[INSTRUCTION]
Please print exactly the lines running from the one that contains "Where can the bare ankle" to the end of the data, with both lines included.

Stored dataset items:
BEGIN

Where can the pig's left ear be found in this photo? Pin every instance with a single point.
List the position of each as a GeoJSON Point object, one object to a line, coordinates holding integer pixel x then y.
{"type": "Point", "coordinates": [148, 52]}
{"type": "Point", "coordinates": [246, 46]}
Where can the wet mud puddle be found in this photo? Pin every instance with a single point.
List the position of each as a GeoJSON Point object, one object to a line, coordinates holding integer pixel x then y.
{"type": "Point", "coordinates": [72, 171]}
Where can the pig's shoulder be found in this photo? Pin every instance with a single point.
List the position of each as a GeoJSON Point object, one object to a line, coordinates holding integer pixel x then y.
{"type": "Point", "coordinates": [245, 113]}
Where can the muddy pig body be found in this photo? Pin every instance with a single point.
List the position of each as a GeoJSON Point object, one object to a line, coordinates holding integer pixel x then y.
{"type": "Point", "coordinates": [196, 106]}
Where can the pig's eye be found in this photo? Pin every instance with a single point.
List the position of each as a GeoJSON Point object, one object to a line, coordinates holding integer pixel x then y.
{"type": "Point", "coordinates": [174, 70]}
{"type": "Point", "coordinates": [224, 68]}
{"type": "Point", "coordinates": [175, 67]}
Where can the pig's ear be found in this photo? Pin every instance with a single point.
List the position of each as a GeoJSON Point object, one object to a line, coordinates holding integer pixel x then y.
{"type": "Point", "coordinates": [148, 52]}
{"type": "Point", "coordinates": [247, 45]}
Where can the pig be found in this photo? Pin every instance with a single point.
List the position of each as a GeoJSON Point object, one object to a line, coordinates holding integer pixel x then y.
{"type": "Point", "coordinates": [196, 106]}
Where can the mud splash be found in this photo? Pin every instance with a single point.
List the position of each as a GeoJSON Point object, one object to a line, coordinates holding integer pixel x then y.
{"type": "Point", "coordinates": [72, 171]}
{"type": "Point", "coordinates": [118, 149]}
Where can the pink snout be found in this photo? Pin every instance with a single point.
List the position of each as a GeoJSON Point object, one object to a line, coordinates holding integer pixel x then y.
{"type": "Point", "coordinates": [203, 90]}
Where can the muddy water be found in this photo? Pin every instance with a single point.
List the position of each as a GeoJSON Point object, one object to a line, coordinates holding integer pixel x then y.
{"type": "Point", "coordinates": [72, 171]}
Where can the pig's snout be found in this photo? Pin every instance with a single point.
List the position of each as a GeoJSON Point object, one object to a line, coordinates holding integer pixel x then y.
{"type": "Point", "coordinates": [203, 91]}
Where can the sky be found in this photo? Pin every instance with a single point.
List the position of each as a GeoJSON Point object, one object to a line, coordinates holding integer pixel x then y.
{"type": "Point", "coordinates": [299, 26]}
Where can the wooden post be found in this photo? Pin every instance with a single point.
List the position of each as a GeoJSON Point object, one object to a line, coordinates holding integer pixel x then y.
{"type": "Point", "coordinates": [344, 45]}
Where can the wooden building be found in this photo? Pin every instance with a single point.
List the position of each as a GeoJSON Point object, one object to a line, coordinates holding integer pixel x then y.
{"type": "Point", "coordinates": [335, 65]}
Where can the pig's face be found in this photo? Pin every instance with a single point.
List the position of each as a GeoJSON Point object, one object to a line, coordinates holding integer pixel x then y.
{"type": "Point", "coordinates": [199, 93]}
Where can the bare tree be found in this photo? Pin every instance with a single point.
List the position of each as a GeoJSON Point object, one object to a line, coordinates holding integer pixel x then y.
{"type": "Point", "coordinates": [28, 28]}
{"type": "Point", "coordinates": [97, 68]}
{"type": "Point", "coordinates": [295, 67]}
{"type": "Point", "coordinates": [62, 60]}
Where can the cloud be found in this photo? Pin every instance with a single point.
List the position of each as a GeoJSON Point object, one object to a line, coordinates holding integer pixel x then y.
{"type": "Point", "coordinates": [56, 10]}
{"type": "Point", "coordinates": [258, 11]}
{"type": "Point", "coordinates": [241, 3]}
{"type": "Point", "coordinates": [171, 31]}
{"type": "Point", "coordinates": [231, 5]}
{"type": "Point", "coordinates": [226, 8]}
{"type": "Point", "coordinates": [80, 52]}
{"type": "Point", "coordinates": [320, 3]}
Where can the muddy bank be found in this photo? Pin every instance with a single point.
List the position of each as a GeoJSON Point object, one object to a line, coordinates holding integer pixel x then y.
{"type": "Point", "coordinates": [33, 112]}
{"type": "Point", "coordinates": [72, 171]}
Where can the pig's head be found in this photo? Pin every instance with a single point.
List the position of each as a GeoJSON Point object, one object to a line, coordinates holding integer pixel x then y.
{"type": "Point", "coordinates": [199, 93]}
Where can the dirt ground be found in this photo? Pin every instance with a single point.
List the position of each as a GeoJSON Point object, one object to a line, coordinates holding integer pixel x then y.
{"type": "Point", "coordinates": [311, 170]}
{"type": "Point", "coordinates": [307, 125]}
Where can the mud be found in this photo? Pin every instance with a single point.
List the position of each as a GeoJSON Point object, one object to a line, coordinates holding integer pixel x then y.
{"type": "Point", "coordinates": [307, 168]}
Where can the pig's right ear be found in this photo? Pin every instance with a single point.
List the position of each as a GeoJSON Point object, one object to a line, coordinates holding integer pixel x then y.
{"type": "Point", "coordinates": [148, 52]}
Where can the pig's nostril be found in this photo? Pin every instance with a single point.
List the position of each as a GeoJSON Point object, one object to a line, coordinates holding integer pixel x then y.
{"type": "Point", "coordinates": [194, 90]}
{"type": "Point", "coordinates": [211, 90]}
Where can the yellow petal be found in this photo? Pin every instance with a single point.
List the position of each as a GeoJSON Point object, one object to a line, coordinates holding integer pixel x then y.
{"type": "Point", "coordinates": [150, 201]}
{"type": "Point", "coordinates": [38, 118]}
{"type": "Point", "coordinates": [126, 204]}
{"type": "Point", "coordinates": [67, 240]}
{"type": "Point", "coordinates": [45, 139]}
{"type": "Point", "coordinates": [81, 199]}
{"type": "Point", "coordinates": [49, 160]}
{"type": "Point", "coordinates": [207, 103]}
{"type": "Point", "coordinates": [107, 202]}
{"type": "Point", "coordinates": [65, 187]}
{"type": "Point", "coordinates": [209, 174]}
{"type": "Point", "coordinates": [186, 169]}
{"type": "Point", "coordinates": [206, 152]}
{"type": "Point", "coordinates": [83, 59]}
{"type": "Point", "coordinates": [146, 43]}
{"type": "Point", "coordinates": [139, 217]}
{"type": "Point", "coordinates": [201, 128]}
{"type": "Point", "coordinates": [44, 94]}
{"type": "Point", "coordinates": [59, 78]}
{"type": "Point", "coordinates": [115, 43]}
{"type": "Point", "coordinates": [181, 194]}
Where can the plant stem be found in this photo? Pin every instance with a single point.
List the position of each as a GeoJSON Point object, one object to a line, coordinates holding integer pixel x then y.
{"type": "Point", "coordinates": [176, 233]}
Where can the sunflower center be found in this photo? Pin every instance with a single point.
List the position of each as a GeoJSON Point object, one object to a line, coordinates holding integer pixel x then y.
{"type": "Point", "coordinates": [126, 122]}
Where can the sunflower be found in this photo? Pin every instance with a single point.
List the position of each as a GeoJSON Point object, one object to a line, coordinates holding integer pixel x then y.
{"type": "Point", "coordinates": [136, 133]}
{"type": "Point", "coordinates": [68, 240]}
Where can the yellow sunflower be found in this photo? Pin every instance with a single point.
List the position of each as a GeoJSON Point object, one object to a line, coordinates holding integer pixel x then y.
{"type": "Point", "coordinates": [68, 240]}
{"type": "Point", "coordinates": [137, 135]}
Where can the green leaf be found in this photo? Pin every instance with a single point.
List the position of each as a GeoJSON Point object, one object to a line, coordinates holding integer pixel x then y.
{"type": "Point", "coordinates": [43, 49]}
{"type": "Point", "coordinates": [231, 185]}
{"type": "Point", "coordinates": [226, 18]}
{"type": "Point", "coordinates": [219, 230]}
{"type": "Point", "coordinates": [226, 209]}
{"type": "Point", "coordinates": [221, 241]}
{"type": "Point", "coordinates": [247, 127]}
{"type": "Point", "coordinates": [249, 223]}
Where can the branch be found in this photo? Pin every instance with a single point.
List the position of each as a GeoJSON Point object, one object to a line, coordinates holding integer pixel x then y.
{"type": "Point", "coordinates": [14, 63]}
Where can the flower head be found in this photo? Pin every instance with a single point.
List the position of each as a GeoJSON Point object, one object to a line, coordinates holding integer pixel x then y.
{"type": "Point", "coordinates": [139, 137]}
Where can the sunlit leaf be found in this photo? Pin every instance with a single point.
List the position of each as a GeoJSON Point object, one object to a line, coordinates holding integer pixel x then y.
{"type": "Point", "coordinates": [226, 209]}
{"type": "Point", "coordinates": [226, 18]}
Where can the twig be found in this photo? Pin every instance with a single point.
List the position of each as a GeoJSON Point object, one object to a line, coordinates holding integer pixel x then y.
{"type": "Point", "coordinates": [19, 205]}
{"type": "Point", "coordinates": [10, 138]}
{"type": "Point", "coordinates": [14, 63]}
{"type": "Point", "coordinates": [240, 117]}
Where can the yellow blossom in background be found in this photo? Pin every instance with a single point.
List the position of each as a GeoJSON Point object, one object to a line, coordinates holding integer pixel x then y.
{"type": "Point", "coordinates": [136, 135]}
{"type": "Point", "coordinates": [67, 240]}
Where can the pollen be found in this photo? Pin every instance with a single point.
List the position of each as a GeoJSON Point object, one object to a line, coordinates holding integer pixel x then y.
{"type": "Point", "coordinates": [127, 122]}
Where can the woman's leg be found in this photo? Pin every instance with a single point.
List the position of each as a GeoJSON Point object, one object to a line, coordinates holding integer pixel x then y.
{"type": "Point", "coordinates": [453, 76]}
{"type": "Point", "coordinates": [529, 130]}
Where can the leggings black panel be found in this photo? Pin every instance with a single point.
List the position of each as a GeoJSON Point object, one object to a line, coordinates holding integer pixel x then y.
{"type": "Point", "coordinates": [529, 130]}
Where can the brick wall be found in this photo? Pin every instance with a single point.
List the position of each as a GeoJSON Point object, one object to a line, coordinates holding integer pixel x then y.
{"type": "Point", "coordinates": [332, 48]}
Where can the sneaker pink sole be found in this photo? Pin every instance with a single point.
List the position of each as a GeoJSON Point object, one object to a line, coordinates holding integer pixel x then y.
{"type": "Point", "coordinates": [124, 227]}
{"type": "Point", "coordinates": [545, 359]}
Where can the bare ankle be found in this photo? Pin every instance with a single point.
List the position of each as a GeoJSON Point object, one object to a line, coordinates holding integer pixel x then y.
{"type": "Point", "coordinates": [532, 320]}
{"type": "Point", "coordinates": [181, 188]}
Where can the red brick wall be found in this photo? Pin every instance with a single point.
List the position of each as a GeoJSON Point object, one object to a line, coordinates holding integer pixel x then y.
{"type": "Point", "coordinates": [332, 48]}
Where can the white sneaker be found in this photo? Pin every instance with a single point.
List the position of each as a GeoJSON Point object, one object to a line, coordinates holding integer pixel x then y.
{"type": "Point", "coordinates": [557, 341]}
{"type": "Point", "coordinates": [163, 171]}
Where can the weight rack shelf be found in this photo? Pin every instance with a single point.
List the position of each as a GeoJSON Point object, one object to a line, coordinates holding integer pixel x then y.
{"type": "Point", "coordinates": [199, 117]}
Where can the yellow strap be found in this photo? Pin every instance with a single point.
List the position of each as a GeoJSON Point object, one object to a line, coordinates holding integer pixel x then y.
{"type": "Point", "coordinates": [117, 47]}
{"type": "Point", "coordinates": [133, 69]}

END

[OUTPUT BELOW]
Where can the bare ankle be found in this photo? Pin every instance with a single point.
List the position of each as a GeoJSON Point object, one object to a line, coordinates holding integer pixel x then y.
{"type": "Point", "coordinates": [532, 320]}
{"type": "Point", "coordinates": [181, 188]}
Where can the red brick wall be found in this photo? Pin every instance with a single point.
List the position of each as a GeoJSON Point object, one object to a line, coordinates holding integer pixel x then y.
{"type": "Point", "coordinates": [332, 48]}
Where can the white sneaker be found in this photo? Pin every instance with a single point.
List the position of each as a GeoJSON Point object, one object to a line, coordinates holding integer pixel x then y.
{"type": "Point", "coordinates": [557, 341]}
{"type": "Point", "coordinates": [163, 171]}
Where can the weight rack shelf be found in this photo? Pin every instance with a single point.
List the position of each as a GeoJSON Point object, one object to a line, coordinates holding integer pixel x then y.
{"type": "Point", "coordinates": [199, 117]}
Where can the yellow strap be found in this photo? Pin every instance with a single point.
List the position of each as a GeoJSON Point object, one object to a line, coordinates holding integer pixel x then y.
{"type": "Point", "coordinates": [117, 47]}
{"type": "Point", "coordinates": [133, 69]}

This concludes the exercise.